_INFORMATION PROVIDED_:
::::::

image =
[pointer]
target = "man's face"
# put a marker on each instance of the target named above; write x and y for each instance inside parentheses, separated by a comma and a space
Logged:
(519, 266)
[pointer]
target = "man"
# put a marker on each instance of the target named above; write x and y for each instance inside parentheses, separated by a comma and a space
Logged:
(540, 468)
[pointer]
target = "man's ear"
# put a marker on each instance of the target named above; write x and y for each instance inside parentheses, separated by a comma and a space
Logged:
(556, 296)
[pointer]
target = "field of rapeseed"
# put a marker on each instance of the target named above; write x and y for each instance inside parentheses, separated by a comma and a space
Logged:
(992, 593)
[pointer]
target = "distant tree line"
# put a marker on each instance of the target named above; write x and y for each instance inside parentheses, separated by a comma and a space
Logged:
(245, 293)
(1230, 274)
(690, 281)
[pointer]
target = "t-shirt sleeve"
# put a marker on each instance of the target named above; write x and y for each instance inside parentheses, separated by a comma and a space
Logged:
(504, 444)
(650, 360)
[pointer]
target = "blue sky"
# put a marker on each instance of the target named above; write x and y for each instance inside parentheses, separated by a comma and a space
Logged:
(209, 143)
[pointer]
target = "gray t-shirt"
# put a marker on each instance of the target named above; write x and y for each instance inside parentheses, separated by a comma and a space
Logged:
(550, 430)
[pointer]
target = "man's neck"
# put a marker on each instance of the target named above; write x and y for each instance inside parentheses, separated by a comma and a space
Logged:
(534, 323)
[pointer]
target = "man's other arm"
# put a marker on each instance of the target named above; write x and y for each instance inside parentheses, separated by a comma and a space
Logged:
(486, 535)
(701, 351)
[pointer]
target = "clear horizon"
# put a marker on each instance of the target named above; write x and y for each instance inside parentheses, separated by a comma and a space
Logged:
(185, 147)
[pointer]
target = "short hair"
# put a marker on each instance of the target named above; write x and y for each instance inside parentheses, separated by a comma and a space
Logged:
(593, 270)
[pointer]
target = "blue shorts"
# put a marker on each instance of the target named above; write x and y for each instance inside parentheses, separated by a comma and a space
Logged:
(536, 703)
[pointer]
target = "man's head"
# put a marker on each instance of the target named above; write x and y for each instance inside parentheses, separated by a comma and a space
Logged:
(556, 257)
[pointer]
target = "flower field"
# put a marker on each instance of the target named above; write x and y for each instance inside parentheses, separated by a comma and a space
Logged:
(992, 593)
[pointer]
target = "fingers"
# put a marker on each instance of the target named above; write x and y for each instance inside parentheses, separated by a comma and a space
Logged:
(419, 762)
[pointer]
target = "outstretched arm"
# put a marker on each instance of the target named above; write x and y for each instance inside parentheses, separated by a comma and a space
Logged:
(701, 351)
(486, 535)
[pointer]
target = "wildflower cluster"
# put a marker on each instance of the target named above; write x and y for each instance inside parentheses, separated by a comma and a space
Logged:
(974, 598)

::::::

_INSTRUCTIONS FOR THE TASK_: The data, all of it, should be transcribed exactly.

_SOLVED PROBLEM_:
image =
[pointer]
target = "man's face"
# put a marker on each instance of the target named above; write x and y for each instance inside parentheses, separated by a comma and a space
Logged:
(519, 266)
[pointer]
target = "man"
# put a marker on each instance of the target named above; write x and y for each instance inside parentheses, separated by a comma and a space
Logged:
(540, 468)
[pointer]
target = "man's ear"
# put a marker on each instance of the target named above; write x and y for each instance inside parentheses, separated by a comma and a space
Logged:
(556, 296)
[pointer]
target = "field of rapeseed"
# put a marker on each instance of the target named above; write x and y for each instance inside parentheses, separated by a comma and a space
Logged:
(992, 593)
[pointer]
target = "distant tree line"
# put a marker on each instance of the target named above; write x and y for each instance inside parentheses, separated by a comma and a space
Logged:
(245, 293)
(1230, 274)
(690, 281)
[pointer]
target = "t-shirt sleeve"
# put a marker on each instance of the target named above; write x and y for each instance inside parentheses, separated by a comma and a space
Logged:
(504, 444)
(650, 360)
[pointer]
target = "blue sky"
# put a marker on each instance of the target named above; write x and y for each instance inside parentheses, separated by a comma and a space
Logged:
(209, 143)
[pointer]
target = "gray t-shirt"
# put a marker on each instance of the target named above; write x and y for each instance inside parentheses, separated by a comma and a space
Logged:
(550, 430)
[pointer]
target = "man's neck"
# put a marker on each instance of the target named above; write x and y for each instance inside parentheses, separated by a comma and a space
Logged:
(534, 323)
[pointer]
target = "man's other arm"
# put a marker on each instance of the target named above; write x and y for each instance inside parentheses, separated by a comma and a space
Logged:
(486, 535)
(701, 351)
[pointer]
target = "clear horizon"
# put a marker on each instance of the target named above; write x and y for each instance inside parentheses, separated by a comma and a space
Logged:
(185, 147)
[pointer]
target = "short hair"
# put a marker on each instance of the target named above; write x and y for each instance inside parentheses, separated by a comma and a space
Logged:
(593, 270)
[pointer]
target = "blue shorts"
# put a marker on each instance of the target named above; write x and y for each instance inside parentheses, separated by a comma and a space
Logged:
(536, 703)
[pointer]
target = "man's head"
# put a marker on each instance of the target named above; write x and y for each instance inside parentheses, separated by a comma and a space
Logged:
(556, 257)
[pointer]
target = "flower field"
# put a marker on each instance of the target named above; write x and y for each instance inside parentheses, separated by a comma and a space
Logged:
(992, 593)
[pointer]
target = "fingers"
# put a marker on each instance of the target named above; write x and y for each instance inside parentheses, separated by a comma and a space
Logged:
(419, 762)
[pointer]
target = "outstretched arm"
# put a marker on each instance of the target named above; write x and y for each instance inside parentheses, separated by a comma and a space
Logged:
(701, 351)
(486, 535)
[pointer]
target = "wildflower cluster"
# put a marker on each instance of the target named above; write x and y for each instance inside parentheses, separated by a comma and a space
Logged:
(974, 598)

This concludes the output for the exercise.